## Given task
Return unchanged every line of the records, from the first line through the line containing "<point>352,561</point>", including both.

## Listed entries
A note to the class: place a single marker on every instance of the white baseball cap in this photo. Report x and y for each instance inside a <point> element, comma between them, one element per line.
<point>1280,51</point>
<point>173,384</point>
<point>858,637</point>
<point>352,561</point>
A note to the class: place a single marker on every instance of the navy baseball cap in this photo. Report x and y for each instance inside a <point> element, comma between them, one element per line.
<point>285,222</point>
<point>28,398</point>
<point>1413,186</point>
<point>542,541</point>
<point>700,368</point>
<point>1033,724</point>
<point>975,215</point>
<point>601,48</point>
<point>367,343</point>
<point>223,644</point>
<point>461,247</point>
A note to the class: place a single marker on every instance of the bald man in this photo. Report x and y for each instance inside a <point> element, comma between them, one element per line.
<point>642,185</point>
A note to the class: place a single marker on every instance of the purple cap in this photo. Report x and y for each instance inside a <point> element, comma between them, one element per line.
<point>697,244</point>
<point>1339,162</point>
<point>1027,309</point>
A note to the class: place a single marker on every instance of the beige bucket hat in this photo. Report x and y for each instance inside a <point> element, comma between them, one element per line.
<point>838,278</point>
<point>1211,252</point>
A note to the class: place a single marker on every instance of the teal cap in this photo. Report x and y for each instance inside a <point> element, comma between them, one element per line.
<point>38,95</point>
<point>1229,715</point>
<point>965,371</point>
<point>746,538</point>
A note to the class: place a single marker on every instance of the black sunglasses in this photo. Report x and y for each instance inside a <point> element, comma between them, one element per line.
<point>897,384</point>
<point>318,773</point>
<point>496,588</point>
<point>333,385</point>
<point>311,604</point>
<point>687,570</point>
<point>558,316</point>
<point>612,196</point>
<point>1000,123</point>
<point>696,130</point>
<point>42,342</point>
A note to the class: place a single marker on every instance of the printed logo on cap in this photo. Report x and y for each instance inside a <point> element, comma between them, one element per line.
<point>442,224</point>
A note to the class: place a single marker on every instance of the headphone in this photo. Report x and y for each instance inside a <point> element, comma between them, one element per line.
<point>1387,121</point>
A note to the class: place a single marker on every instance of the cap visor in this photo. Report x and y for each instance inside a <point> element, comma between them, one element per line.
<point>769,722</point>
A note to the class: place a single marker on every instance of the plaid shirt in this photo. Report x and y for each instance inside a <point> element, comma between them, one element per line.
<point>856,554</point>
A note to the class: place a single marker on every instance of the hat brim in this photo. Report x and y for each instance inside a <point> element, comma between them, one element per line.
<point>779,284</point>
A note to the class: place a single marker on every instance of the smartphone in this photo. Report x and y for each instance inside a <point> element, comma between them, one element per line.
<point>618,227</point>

## Completed exercise
A note to the class: place a single marker on every instance of the white baseball cap in this photo. Report x and y for each instance inside a <point> element, comma between them, one element per line.
<point>1280,51</point>
<point>173,384</point>
<point>858,637</point>
<point>352,561</point>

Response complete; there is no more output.